-- START Dataset rows --
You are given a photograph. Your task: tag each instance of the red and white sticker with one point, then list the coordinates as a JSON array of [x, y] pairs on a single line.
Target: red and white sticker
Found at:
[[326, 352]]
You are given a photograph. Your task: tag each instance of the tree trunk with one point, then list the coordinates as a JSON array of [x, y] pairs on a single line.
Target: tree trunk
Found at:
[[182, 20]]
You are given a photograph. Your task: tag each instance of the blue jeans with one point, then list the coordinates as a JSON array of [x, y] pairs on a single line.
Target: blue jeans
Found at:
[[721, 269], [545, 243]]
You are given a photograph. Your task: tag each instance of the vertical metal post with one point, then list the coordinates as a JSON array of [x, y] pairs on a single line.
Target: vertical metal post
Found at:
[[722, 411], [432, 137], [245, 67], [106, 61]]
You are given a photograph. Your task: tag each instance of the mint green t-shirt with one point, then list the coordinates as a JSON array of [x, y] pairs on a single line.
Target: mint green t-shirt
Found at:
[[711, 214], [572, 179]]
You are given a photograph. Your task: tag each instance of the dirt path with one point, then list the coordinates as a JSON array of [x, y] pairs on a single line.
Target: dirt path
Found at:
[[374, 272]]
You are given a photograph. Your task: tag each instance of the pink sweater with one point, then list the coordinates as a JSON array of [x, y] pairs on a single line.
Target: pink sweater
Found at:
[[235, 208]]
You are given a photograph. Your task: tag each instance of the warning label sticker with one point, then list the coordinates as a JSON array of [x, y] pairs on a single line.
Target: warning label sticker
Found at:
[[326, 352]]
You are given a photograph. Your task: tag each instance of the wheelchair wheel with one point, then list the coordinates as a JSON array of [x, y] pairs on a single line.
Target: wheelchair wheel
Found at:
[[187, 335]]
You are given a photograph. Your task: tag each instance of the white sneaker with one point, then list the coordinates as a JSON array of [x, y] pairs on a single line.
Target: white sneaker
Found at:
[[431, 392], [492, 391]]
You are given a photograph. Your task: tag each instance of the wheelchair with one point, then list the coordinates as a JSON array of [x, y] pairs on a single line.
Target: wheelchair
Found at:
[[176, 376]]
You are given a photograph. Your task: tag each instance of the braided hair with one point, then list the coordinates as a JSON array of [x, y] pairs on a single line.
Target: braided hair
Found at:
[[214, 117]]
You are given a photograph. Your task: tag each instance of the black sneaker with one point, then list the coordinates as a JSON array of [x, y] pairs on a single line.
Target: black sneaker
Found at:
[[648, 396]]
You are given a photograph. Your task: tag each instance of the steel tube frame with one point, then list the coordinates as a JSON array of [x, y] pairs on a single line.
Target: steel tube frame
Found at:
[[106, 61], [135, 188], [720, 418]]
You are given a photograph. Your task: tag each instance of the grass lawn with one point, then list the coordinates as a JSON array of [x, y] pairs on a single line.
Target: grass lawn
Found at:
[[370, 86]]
-- END Dataset rows --
Please copy all the records above again, changing every "Target" to "Object" and leaving everything else unchanged.

You are given a photograph. Your task: tag each instance of the red and white sticker with one point, then list the coordinates as a JSON array of [x, y] pairs on a single line.
Object: red and white sticker
Found at:
[[326, 352]]
You are given a photograph. Your task: tag each instance of the tree trunk with one point, then list the coordinates as a JSON array of [x, y] pairs on a single line.
Object: tree trunk
Found at:
[[182, 20]]
You are given a photograph. Your task: tag each instance of the blue jeans with one point, then list the coordinates as a JSON array of [x, y] pairs on a single line.
Object: blue jeans
Found at:
[[721, 269], [545, 243]]
You are given a photograph. Your task: tag each instance of the vertical metal post with one point, then list the coordinates as a JSON array of [x, y] pairs on a single line.
Object: vertical metal post
Found at:
[[722, 411], [432, 137], [245, 67], [106, 61]]
You are given a photograph. Your task: tag each instance of the mint green t-shirt with one point, then list the coordinates as a JSON array of [x, y] pairs on a single line.
Object: mint green t-shirt
Found at:
[[711, 214], [572, 179]]
You are given a photograph. Your task: tag each instance of the dirt path with one point, then list the coordinates as a JSON array of [x, y] pairs on a single line.
Object: dirt path
Found at:
[[374, 272]]
You are given a photograph. Your task: tag each instance of the pink sweater with one point, then list the coordinates as a JSON array of [x, y] pairs on a single line.
Object: pink sweater
Found at:
[[235, 208]]
You are given a photograph. Your task: tag each instance of the warning label sticker with one point, then list the coordinates as a JSON array of [x, y] pairs on a single line.
Object: warning label sticker
Found at:
[[326, 352]]
You are given a photograph. Your task: tag each instance of the wheelchair wheel with one point, then list the coordinates as a JSON array of [x, y] pairs on a single line.
Object: wheelchair wheel
Found at:
[[187, 335]]
You are given a photograph. Your task: tag each instance of the white sneaker with one point, then list the coordinates as a JSON array of [x, y] pairs on a single line.
Object: white sneaker
Found at:
[[431, 392], [492, 391]]
You are given a photograph. Your task: tag each instance of the wheelchair with one point, then list the coordinates as a JSON array of [x, y] pairs on a single line.
Object: wheelchair
Found at:
[[176, 376]]
You are given a photograph. Your task: tag each instance of the braided hair with one point, then list the coordinates as a JSON array of [x, y] pairs on a single line.
Object: braided hair
Found at:
[[214, 117]]
You are given a photograph. Your task: tag each instance of the black sneaker with one point, then list the coordinates as a JSON array of [x, y] pairs on a single line.
Object: black sneaker
Found at:
[[648, 396]]
You are given a photograph. Your task: tag each instance of the steel tube frame with one point, then list the coordinates as a JSON array of [x, y] pairs on a single line.
Object: steel tube frame
Found at:
[[106, 61], [135, 188], [720, 418]]
You are given a photograph. Your task: tag each instance of the grass lawn with one point, then list the coordinates as a JSON array of [x, y] pairs on a single line.
Object: grass lawn
Found at:
[[370, 86]]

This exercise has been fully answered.